• [RECORDS PROVIDED]

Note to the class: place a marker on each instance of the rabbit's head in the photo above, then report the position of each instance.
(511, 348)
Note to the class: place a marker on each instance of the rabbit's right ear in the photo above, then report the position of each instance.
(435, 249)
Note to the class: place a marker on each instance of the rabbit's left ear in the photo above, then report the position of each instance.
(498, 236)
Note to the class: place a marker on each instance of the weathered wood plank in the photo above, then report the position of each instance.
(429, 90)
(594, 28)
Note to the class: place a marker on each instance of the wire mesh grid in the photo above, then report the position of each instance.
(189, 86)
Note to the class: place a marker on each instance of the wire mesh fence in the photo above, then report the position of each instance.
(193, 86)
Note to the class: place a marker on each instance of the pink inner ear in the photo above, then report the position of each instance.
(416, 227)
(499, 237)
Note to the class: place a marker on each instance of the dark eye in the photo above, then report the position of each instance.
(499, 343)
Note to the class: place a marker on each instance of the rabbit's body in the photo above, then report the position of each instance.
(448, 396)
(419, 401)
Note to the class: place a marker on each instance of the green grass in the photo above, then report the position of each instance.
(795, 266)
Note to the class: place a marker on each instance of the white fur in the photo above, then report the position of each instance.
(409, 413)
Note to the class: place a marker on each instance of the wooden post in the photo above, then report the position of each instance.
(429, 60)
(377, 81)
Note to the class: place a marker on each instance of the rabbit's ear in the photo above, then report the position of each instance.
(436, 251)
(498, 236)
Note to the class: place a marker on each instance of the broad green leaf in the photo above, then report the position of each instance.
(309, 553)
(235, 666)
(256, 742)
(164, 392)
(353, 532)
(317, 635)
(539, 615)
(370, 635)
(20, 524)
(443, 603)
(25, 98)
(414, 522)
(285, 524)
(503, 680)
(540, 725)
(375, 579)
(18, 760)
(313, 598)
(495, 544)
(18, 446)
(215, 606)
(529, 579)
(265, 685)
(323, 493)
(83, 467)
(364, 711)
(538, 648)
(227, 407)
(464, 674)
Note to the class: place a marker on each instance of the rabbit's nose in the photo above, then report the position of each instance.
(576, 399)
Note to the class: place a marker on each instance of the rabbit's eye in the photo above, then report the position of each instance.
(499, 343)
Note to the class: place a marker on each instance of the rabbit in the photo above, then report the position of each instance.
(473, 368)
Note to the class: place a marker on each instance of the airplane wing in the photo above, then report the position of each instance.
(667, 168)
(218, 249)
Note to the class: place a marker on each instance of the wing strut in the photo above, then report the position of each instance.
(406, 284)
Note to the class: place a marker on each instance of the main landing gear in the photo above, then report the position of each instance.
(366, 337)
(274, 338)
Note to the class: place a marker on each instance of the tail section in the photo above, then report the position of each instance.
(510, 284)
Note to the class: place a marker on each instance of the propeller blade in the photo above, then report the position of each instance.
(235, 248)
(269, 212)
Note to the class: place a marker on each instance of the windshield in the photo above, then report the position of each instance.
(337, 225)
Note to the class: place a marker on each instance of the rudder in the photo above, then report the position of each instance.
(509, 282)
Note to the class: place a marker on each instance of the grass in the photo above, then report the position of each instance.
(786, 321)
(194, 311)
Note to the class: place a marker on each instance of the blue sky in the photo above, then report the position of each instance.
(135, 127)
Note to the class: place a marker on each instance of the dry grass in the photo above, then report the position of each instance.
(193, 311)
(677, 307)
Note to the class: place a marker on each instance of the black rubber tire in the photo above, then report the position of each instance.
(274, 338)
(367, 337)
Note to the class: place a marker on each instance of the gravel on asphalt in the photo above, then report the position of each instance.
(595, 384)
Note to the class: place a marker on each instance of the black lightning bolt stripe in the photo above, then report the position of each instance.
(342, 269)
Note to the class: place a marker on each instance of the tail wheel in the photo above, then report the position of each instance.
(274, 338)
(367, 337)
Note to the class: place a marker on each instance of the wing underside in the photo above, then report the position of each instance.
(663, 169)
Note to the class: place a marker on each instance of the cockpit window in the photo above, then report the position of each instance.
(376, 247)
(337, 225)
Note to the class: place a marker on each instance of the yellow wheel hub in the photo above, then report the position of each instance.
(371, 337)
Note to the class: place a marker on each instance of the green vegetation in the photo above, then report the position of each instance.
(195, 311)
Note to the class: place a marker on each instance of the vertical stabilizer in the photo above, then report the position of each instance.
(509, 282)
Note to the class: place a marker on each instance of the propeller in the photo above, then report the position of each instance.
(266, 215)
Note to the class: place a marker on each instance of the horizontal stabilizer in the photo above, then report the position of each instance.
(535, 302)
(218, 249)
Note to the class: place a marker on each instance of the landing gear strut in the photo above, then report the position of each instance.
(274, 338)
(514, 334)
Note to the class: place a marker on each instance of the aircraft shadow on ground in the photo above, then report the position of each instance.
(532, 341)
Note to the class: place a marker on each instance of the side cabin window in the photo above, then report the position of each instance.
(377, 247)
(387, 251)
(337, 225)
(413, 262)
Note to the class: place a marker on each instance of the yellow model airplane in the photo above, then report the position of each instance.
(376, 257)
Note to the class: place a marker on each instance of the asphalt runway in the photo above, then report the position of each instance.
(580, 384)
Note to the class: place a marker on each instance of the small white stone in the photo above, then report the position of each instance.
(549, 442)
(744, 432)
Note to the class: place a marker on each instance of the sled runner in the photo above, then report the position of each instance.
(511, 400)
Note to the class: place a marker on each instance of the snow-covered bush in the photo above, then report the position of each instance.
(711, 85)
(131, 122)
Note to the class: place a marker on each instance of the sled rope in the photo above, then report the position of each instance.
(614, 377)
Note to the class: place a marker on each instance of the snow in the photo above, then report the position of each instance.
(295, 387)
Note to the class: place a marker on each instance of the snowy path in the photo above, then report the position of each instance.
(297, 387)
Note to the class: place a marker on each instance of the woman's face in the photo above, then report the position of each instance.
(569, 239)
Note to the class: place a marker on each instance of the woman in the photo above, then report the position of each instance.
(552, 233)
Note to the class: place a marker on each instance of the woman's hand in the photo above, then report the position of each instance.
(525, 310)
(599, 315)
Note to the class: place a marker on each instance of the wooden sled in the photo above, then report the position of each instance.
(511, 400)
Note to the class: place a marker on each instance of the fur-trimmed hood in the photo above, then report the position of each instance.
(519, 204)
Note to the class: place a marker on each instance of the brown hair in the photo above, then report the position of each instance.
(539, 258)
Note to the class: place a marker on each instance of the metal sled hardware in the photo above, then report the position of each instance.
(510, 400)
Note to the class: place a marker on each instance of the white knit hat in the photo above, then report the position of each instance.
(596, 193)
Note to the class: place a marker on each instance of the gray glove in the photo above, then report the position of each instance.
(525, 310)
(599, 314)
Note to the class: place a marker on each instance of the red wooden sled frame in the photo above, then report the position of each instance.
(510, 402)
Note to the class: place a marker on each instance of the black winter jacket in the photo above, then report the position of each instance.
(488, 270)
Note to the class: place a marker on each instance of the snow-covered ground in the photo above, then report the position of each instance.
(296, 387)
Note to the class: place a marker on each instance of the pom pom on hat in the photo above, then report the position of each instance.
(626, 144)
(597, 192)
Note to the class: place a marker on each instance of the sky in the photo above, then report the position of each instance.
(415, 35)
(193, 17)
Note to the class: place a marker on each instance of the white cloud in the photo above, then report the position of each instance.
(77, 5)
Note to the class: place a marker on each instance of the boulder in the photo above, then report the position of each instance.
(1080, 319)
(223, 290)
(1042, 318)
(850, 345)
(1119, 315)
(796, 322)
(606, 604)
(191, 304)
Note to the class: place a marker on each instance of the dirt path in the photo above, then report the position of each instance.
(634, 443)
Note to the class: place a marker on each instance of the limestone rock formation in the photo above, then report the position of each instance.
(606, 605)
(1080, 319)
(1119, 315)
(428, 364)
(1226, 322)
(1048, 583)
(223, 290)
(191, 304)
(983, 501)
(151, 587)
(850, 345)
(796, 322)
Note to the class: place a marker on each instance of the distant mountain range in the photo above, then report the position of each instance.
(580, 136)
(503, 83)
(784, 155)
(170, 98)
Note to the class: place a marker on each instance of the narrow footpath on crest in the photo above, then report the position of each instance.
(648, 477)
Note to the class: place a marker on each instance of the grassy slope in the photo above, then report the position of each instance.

• [SET TASK] Beginning at the line that contains "of the boulder", retype each line of the listing up to and including the last one, exactly as it stands, and nothing else.

• [RESPONSE TO THE EXERCISE]
Note to the class: place a marker on each instance of the boulder in the photo above, then report the position of each instance.
(1080, 319)
(223, 290)
(1042, 318)
(850, 345)
(1119, 315)
(796, 322)
(606, 604)
(191, 304)
Note to the class: place a marker on each instance of the dirt path in the photo above, then report the position of each instance.
(634, 443)
Note to the class: place a marker on each instance of the limestone rock formation in the photo above, then report the position of each instance.
(606, 605)
(1080, 319)
(1119, 315)
(428, 364)
(1226, 322)
(1048, 583)
(223, 290)
(191, 304)
(983, 501)
(151, 587)
(850, 345)
(796, 322)
Note to the class: place a marker on each instance of the distant mountain range in the photo above, then report the position of each instance.
(580, 136)
(503, 83)
(784, 155)
(170, 98)
Note to the class: place a marker on each instance of the narrow footpath on crest in the photo above, then report the position of each instance.
(648, 477)
Note to the class: place a marker on each instance of the grassy slope in the photo above, then report the position of each instance.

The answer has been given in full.